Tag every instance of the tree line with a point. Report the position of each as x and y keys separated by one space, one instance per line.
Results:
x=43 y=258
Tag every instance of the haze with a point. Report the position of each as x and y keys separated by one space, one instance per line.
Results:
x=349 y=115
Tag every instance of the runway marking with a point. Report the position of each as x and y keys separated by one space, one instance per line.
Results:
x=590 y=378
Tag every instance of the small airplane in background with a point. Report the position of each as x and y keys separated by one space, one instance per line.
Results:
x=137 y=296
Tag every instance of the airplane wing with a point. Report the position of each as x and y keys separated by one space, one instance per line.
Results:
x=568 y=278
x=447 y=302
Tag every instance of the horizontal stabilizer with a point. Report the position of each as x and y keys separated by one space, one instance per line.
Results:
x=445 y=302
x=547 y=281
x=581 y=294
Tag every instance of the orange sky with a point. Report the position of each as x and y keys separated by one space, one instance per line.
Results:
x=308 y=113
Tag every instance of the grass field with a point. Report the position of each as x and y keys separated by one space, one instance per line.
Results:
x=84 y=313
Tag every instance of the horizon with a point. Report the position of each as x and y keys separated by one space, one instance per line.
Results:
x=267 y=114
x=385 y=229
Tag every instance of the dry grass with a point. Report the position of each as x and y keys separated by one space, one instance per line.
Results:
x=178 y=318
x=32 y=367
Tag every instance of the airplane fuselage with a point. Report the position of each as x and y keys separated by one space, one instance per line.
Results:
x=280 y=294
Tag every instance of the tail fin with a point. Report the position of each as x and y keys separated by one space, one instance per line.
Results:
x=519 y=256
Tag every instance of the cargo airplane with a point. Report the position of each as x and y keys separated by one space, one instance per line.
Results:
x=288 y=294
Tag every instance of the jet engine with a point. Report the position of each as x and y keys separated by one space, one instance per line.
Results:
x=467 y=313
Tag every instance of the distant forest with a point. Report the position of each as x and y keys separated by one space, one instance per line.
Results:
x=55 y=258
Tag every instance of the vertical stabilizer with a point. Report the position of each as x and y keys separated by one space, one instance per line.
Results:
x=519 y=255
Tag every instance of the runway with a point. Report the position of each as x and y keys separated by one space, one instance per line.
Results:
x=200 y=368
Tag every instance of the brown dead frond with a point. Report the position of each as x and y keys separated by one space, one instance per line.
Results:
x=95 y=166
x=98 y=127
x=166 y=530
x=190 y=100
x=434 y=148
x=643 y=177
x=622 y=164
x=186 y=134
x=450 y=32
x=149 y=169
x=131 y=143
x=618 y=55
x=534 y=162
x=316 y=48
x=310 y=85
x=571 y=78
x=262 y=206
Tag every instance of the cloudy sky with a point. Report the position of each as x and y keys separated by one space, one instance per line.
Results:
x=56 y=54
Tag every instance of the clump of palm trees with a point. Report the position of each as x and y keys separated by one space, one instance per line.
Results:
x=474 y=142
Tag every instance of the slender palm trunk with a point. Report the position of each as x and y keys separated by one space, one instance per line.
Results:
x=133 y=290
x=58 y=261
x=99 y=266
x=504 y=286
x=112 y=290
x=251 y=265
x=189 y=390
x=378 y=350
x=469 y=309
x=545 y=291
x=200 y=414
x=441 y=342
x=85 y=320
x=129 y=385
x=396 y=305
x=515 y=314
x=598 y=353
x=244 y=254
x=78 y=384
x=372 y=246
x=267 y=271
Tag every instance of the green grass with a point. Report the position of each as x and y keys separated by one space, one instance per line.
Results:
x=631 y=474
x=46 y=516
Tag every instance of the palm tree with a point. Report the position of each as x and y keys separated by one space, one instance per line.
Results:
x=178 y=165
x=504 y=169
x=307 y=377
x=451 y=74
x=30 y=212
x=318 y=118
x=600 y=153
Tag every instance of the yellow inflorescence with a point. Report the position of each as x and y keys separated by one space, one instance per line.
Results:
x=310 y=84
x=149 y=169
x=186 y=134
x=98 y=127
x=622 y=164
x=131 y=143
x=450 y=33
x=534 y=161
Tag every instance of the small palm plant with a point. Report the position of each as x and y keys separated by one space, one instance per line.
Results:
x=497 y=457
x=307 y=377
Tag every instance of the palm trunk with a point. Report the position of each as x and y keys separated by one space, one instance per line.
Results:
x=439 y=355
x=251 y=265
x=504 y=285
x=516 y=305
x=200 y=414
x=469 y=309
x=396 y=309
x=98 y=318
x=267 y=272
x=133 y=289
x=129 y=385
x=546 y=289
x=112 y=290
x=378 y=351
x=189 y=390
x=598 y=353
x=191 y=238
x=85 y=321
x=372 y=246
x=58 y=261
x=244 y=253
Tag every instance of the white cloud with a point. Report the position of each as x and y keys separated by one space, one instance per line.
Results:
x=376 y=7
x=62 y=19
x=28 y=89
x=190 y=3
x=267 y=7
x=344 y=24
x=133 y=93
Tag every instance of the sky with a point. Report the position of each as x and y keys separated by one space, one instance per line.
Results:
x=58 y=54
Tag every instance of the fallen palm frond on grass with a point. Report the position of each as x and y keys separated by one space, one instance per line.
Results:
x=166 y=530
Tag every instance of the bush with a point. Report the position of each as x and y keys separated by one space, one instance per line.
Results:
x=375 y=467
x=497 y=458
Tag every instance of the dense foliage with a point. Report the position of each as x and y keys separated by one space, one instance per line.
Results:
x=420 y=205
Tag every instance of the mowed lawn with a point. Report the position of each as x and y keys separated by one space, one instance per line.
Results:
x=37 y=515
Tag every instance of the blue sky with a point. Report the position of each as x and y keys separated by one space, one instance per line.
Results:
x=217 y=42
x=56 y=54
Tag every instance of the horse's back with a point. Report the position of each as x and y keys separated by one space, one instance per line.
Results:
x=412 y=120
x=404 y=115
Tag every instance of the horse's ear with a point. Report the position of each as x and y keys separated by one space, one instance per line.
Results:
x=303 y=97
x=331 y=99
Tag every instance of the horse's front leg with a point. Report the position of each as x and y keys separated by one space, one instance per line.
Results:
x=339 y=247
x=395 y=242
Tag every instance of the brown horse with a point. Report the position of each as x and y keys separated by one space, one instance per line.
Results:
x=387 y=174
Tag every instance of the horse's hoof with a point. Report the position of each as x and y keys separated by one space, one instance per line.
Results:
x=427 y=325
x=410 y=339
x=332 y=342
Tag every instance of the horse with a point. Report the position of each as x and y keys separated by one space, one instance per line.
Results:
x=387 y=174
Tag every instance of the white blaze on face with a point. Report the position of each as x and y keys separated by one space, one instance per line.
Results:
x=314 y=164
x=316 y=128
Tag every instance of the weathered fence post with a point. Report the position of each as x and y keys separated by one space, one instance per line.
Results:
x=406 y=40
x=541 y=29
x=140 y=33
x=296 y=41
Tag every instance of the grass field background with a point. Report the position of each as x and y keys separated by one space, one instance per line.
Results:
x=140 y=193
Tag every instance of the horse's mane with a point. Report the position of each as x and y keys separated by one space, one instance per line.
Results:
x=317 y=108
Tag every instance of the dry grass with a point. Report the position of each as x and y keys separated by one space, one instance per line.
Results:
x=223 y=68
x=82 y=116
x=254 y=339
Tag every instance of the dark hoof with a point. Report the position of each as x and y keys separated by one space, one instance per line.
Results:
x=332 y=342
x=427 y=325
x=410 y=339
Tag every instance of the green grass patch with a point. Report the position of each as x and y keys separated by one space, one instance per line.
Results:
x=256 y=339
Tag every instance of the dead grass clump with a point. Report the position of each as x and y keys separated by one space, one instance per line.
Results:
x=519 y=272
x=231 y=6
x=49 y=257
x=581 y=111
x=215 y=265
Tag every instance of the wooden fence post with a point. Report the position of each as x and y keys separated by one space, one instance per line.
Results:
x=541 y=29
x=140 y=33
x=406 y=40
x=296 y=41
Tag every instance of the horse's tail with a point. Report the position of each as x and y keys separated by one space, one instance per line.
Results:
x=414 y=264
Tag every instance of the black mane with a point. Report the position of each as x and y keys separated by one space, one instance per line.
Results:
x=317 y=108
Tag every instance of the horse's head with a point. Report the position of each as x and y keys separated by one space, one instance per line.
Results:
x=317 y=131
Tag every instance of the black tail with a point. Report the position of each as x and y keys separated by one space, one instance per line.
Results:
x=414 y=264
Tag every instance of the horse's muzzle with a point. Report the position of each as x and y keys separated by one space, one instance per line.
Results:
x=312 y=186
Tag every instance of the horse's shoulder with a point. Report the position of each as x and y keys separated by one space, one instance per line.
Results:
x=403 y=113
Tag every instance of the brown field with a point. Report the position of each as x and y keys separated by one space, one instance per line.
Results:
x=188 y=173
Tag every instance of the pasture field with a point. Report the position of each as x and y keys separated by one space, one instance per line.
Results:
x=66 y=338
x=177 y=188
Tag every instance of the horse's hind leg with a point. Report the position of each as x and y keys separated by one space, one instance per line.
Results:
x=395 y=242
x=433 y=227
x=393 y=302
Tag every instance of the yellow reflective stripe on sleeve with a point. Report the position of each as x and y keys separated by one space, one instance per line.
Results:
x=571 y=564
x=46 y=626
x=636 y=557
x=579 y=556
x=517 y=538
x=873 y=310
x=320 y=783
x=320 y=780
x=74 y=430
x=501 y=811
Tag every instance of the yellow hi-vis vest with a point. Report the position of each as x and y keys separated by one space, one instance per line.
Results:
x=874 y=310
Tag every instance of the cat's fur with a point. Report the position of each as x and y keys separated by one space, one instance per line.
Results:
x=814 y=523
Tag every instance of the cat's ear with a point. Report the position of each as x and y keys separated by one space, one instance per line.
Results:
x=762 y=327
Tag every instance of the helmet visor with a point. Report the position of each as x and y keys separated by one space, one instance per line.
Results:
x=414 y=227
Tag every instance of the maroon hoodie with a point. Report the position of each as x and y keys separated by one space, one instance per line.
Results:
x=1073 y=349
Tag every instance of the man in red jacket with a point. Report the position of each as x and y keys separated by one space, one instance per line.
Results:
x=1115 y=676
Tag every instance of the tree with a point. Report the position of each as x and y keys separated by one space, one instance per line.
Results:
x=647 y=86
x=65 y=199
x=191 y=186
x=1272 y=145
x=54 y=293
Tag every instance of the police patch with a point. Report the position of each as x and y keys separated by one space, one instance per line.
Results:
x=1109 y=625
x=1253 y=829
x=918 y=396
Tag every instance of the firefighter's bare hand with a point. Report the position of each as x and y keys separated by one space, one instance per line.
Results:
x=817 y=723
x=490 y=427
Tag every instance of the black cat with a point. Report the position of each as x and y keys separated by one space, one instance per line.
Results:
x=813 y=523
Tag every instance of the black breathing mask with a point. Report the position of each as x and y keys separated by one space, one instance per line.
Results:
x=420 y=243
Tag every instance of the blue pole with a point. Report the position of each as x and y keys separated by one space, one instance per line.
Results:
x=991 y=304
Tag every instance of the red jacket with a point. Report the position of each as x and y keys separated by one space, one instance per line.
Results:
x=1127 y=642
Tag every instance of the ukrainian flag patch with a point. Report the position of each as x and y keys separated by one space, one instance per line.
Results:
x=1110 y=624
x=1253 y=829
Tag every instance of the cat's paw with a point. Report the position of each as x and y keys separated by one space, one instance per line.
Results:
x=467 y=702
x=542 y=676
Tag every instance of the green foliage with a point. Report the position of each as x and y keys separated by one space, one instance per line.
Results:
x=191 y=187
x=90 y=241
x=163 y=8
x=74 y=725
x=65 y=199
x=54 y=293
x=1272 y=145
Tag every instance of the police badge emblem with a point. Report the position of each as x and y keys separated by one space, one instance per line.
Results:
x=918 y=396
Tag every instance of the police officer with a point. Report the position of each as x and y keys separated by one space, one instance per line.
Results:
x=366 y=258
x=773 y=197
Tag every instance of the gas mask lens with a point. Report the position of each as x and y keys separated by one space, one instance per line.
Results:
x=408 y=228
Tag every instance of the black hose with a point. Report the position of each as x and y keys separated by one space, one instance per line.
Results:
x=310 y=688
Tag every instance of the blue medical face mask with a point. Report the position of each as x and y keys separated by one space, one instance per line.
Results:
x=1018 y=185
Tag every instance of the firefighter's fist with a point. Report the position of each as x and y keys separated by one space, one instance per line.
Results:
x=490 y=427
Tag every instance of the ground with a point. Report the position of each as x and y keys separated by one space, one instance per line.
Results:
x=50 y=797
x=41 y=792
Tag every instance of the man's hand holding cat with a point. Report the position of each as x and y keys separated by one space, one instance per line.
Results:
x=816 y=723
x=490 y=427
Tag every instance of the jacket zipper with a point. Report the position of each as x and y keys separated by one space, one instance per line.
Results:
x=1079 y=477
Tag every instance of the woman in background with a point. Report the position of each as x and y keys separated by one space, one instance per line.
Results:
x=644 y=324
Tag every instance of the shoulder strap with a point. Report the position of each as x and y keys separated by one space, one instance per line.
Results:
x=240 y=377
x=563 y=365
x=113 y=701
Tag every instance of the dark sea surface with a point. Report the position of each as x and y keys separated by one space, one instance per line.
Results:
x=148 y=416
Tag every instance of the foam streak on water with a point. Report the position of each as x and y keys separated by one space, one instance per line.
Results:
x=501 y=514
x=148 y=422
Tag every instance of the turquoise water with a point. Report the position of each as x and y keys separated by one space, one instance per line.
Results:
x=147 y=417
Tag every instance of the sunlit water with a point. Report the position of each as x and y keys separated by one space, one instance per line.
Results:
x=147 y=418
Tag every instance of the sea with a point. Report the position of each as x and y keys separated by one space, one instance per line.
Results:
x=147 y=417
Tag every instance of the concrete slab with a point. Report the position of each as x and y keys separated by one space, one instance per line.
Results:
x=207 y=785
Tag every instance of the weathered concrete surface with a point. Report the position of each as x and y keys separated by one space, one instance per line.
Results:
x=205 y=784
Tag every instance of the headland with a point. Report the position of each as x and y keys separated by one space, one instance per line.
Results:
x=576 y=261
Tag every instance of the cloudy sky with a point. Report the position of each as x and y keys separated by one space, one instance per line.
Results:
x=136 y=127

Aim: Convert the lines of the material into a JSON list of strings, one string per line and no blank lines. Start with the line that contains "Tag every instance of the mowed" and go on through the line that contains "x=404 y=115", including both of those lines.

Result:
[
  "Tag every instance of the mowed lawn with a point. Report the position of each as x and y keys separated by one space, one instance per line.",
  "Results:",
  "x=37 y=515",
  "Tag every instance of the blue sky with a point. Report the position of each as x and y keys separated by one space, one instance per line.",
  "Results:",
  "x=217 y=42",
  "x=56 y=54",
  "Tag every instance of the horse's back with a point. Report the position of each as x and y keys separated by one space, one instance per line.",
  "Results:",
  "x=412 y=120",
  "x=404 y=115"
]